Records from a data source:
========
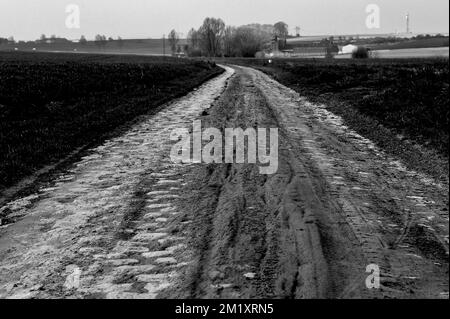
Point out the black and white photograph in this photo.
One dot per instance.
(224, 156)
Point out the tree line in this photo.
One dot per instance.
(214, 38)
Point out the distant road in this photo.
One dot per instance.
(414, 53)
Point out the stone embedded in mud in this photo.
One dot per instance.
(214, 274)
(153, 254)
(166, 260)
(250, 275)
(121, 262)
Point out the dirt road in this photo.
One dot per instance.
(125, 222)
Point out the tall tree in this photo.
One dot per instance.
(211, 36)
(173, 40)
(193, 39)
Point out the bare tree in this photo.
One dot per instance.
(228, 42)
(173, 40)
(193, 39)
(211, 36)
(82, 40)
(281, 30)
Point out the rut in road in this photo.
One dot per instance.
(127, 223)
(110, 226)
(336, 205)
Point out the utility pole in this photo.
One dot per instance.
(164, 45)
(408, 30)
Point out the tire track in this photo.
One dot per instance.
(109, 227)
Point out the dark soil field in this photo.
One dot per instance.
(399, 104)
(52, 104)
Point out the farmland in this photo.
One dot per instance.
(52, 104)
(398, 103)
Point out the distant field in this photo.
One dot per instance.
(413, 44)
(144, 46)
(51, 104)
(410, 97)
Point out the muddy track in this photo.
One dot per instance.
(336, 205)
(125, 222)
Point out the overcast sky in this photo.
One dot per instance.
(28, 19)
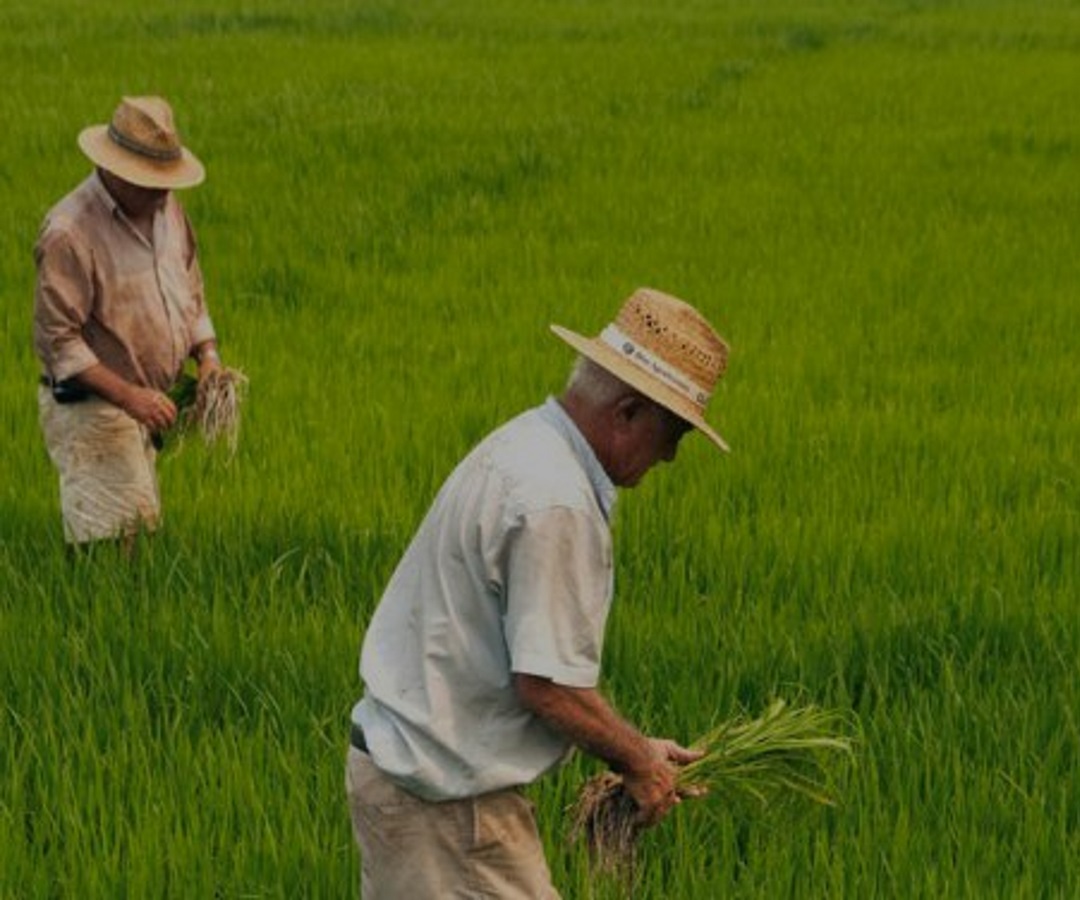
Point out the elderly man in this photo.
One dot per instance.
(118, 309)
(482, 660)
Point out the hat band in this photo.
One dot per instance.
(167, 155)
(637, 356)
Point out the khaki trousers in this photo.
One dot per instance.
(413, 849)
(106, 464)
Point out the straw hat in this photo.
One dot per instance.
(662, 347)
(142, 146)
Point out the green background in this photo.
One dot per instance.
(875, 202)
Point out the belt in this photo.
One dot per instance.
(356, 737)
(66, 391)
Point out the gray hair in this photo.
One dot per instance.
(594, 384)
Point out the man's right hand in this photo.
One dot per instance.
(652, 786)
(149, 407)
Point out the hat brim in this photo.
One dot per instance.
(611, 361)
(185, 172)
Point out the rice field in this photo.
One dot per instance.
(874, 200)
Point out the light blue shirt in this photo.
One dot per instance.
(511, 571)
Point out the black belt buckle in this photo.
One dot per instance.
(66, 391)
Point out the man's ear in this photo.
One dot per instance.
========
▶ **What to work on**
Give back all of the entries verbatim, but without pictures.

▶ **Written answer**
Point out the black and white photograph in this photo.
One dot per instance.
(224, 156)
Point out the tree line in this photo.
One dot per instance.
(214, 38)
Point out the distant road in this photo.
One dot per instance.
(414, 53)
Point out the stone embedded in mud in this photo.
One dot per instance.
(214, 274)
(153, 254)
(166, 260)
(250, 275)
(121, 262)
Point out the dirt road in this photo.
One dot per instance.
(125, 222)
Point out the tall tree in this photo.
One dot per instance.
(211, 36)
(173, 40)
(193, 39)
Point out the bare tree in this photo.
One dot per instance.
(228, 42)
(173, 40)
(193, 39)
(211, 36)
(82, 40)
(281, 30)
Point out the rut in road in this photo.
One dot per instance.
(127, 223)
(110, 226)
(336, 205)
Point out the utility pole in this photo.
One dot per instance.
(164, 45)
(408, 30)
Point out the tire track in this photo.
One dot per instance.
(109, 227)
Point out the dark soil field in this photo.
One dot per instance.
(399, 104)
(52, 104)
Point out the farmland in this photo.
One dot per instance.
(52, 104)
(398, 103)
Point out the distant field in this photo.
One dot per instance.
(413, 44)
(144, 46)
(51, 104)
(410, 97)
Point out the muddy track in this photo.
One dot per instance.
(336, 205)
(125, 222)
Point out the overcast sky in this photo.
One dot per instance.
(28, 19)
Point out the elderly man in this photo.
One dot per instance.
(118, 309)
(482, 660)
Point out the hat band in this photo.
One dot per instance.
(167, 155)
(637, 356)
Point out the khaki trousers in this photo.
One dot per instance.
(413, 849)
(106, 464)
Point out the straw hat in this photo.
One dot per instance.
(662, 347)
(142, 146)
Point out the green background in this photo.
One dot per instance.
(875, 202)
Point out the belt in this photo.
One dot per instance.
(356, 737)
(66, 391)
Point out the gray hair in this photo.
One dot per instance.
(594, 384)
Point out the man's right hand in this photo.
One dot per instance.
(652, 786)
(149, 407)
Point out the hat brim in this photo.
One dot per instance.
(611, 361)
(185, 172)
Point out the rice field in this photo.
One dot per instance.
(874, 200)
Point out the light blue shirt in this photo.
One dot per instance.
(511, 571)
Point out the black belt buckle in this photo.
One dot per instance.
(66, 391)
Point out the man's ear in this photo.
One dot per instance.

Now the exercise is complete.